[[ Records for processing, beginning ]]

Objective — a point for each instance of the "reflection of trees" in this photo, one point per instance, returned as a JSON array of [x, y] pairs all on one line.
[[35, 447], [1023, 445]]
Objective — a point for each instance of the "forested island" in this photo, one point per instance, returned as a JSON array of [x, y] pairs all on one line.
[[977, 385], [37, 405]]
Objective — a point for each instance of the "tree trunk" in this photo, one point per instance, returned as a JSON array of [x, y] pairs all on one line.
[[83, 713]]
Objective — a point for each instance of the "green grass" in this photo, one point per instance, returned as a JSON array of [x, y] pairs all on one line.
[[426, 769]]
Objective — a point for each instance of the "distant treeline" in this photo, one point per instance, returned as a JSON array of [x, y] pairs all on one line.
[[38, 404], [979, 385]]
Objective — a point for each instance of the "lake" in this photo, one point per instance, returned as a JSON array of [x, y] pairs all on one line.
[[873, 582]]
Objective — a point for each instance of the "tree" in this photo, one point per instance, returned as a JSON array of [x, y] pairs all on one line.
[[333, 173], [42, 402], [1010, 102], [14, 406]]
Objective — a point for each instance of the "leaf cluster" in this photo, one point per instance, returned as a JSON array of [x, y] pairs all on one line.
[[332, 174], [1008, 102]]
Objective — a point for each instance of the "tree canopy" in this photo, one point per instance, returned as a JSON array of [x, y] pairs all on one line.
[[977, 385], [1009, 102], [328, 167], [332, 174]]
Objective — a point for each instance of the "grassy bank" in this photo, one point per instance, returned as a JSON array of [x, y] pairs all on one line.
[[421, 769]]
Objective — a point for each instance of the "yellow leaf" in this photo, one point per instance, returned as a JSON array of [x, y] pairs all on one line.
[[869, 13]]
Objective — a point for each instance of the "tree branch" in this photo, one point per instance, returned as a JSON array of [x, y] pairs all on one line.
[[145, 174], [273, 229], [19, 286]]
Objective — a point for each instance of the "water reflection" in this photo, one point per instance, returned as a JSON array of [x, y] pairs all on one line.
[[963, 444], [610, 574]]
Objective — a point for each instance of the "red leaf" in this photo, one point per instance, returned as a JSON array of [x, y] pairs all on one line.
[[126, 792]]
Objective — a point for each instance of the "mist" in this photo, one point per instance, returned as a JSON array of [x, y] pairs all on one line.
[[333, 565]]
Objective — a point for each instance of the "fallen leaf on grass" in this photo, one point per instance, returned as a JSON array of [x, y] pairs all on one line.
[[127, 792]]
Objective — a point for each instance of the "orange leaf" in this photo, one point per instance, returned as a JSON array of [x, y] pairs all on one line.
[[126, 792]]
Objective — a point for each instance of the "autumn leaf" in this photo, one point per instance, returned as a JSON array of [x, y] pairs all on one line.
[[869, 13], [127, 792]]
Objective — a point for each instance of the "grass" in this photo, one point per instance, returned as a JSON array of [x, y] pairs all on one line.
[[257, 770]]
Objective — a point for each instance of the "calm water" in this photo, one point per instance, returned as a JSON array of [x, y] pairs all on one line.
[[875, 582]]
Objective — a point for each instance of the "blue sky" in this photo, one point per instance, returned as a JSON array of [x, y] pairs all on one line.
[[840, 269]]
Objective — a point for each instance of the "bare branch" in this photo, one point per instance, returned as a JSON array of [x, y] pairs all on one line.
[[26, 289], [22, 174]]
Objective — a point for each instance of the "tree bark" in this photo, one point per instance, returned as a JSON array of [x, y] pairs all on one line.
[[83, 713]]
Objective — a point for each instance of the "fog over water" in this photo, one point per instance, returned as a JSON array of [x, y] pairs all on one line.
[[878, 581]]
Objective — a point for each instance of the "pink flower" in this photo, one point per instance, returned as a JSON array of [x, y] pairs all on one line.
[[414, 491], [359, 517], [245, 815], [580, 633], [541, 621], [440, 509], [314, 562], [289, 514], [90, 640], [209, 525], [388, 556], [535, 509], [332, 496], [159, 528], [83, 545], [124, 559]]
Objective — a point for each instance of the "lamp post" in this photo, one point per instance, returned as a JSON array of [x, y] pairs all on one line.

[[ Records for processing, end ]]

== Work order ==
Give a word-for-word copy of the records.

== Exercise result ==
Objective — a point for each instance of the "reflection of trees" in this photo, one point per instance, returned as a JSON array of [x, y] pairs all on one line.
[[35, 447], [1023, 445]]
Objective — a point for each instance of the "forested island" in this photo, one point per instance, returned as a JSON array of [x, y] pairs all on one line.
[[977, 385], [37, 405]]
Objective — a point for each instance of the "tree trunk" in this photo, one point per instance, returned as a JSON array of [x, y] pairs all on one line.
[[83, 713]]
Objective — a point for each instance of the "green grass" in this photo, one point per instance, returned as a JSON array of [x, y] pairs all on one line.
[[426, 769]]
Objective — a point for each instance of the "distant treeline" in this photo, one point per instance, returned as a JSON array of [x, y] pairs all on one line.
[[38, 404], [979, 385]]
Objective — a point for each instance of the "lake" in this photo, one point per instance, returned as a JSON array of [x, y] pairs all on one line.
[[873, 582]]
Objective — a point for each instance of the "tree" in this photo, one point per instance, returned as a JSON array of [x, y] pairs all on one line.
[[333, 173], [42, 402], [1010, 102], [14, 406]]
Objective — a point for each instance of the "leaf cluster" in this photo, one point per instance, returned as a JSON array of [x, y] pairs all on one line.
[[332, 174], [1008, 102]]
Objective — a point for each instance of the "tree canopy" in this photo, one point per instance, returned as a JSON array of [x, y] pairs all on one line.
[[977, 385], [1009, 102], [328, 167], [332, 174]]
Objective — a point for each instance of the "grassy bank" in this photo, one point per instance, returned as a JSON array of [x, y] pairs all on one line.
[[421, 769]]
Objective — a point for each instance of the "yellow leaf" in this photo, one point per instance, returned as a JSON array of [x, y] pairs all on one line.
[[869, 13]]
Objective — a point for each instance of the "tree branch" in this photo, one point per instance, returned as a JSON array of [x, y] pairs all on one line.
[[145, 174], [273, 229], [19, 286]]
Objective — a point for each instance of the "water reflection" in this photo, one point per instance, returned as a JSON array of [x, y] pairs all on one line.
[[963, 444], [610, 574]]
Objective — a point for each instance of the "red leaf" in this photo, one point per instance, returned as a JSON array of [x, y] pairs all on one line.
[[126, 792]]
Objective — a point for each instance of the "mist" in this photo, one point per instance, returned as a JSON array of [x, y] pairs all on one line.
[[333, 565]]
Objective — a point for each instance of the "fallen leaf on grass" in this photo, one point per instance, returned as a JSON array of [x, y] pairs all on one line.
[[127, 792]]
Objective — a point for each instance of the "orange leaf" in this photo, one point per instance, returned as a JSON array of [x, y] pairs all on one line.
[[126, 792]]
Objective — a point for each instance of the "autumn leaf" in this photo, one point per instance, returned as a JSON array of [x, y] pairs all on one line.
[[869, 13], [127, 792]]
Objective — a point for each instance of the "grass" in this photo, one point per instance, returned as a JSON array of [x, y] pairs all on one line.
[[257, 770]]
Objective — a point for each instance of the "calm water" in this photo, one point per instance, returned as a JSON array of [x, y] pairs all on one line.
[[875, 582]]
Objective — a point for each instance of the "blue sky" in this photo, one point per instance, returned as a JSON array of [x, y] pairs all on one line.
[[840, 269]]
Objective — a point for each instance of the "bare branch" in this photo, one point per instance, returned as a JSON array of [x, y] pairs all on one line.
[[26, 289], [22, 174]]
Objective — a point for each instance of the "tree bark" in this photo, one point per instance, returned as a JSON array of [x, y] pairs all on one line.
[[83, 713]]
Objective — a point for each instance of the "fog over water" in this photo, one point per instance, returned as a JSON array of [x, y] pairs all on one line.
[[878, 581]]
Objective — a point for each instance of the "pink flower" in this photo, one point per instance, returned as a JSON array of [x, y] pairs all on one line.
[[414, 491], [359, 517], [245, 815], [580, 633], [541, 621], [440, 509], [314, 562], [289, 514], [90, 640], [209, 525], [388, 556], [535, 509], [332, 496], [159, 528], [83, 545], [124, 559]]
Objective — a point for each instance of the "lamp post" in this photo, one point per instance, returned as a JSON array of [x, y] pairs all on one line.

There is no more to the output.